_Exercise instructions:_ Write out all the data again, exactly as it stands.

_Supplied material:_
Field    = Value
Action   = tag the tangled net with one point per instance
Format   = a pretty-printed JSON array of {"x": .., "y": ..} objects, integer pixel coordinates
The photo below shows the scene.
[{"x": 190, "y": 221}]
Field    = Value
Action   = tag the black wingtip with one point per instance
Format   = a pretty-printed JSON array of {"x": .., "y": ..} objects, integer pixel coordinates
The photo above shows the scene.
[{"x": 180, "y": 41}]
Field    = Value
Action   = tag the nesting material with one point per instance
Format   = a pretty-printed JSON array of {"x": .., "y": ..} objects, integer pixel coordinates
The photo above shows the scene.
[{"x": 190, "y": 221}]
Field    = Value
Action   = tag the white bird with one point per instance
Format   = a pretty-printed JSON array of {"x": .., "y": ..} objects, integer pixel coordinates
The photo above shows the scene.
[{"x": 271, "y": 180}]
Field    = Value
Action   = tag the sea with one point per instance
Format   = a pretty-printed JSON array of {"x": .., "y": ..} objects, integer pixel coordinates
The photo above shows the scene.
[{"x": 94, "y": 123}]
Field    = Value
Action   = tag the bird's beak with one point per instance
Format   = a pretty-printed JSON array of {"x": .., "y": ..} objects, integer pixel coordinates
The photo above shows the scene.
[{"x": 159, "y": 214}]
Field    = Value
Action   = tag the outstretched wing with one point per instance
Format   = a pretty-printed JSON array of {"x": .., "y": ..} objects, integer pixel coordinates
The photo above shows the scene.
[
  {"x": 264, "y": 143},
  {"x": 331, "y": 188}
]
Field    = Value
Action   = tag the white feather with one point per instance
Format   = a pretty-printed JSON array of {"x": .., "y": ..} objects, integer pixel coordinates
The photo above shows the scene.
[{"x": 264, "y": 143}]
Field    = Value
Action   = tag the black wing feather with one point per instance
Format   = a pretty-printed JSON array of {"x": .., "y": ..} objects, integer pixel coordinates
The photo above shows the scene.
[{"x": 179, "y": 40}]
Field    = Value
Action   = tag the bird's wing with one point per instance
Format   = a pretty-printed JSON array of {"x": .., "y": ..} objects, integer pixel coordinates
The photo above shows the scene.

_Task output:_
Field    = Value
Action   = tag the tangled net with one point per instance
Format   = a pretty-printed JSON array of {"x": .., "y": ..} objects, integer pixel coordinates
The photo below shows the scene.
[{"x": 190, "y": 221}]
Field    = Value
Action   = tag the black wingtip with one point per instance
Format   = a pretty-printed JSON array of {"x": .., "y": ..} objects, integer pixel coordinates
The photo above shows the scene.
[{"x": 180, "y": 41}]
Field    = Value
Action   = tag the nesting material with one point per instance
Format   = a pretty-printed JSON array of {"x": .., "y": ..} objects, integer pixel coordinates
The photo above shows the scene.
[{"x": 190, "y": 221}]
Field    = Value
Action   = tag the white bird with one point per instance
Format   = a pretty-printed JSON array of {"x": .., "y": ..} objects, integer pixel coordinates
The photo above shows the scene.
[{"x": 271, "y": 180}]
Field    = Value
Action   = tag the sea with one point per instance
Format   = a pretty-printed JSON array of {"x": .., "y": ..} objects, integer pixel coordinates
The photo above shows the scene.
[{"x": 94, "y": 123}]
Field    = Value
Action   = tag the bird's beak with one point per instance
Format   = a pretty-printed JSON array of {"x": .., "y": ..} objects, integer pixel coordinates
The photo above shows the scene.
[{"x": 159, "y": 214}]
Field    = Value
Action   = tag the outstretched wing with one point per instance
Format   = a pretty-printed JSON array of {"x": .., "y": ..} objects, integer pixel coordinates
The photo above shows the scene.
[
  {"x": 264, "y": 143},
  {"x": 331, "y": 188}
]
Field    = Value
Action   = tag the white feather with one point per instance
Format   = a pretty-printed JSON array of {"x": .., "y": ..} objects, integer pixel coordinates
The photo above shows the scene.
[{"x": 264, "y": 143}]
Field    = Value
Action   = tag the black wing feather with one point per instance
Format   = a pretty-printed JSON array of {"x": .., "y": ..} objects, integer pixel coordinates
The photo above shows the scene.
[{"x": 179, "y": 40}]
Field    = Value
Action   = tag the bird's wing with one point per instance
Format   = a pretty-printed JSON array of {"x": .., "y": ..} objects, integer pixel coordinates
The photo above shows the scene.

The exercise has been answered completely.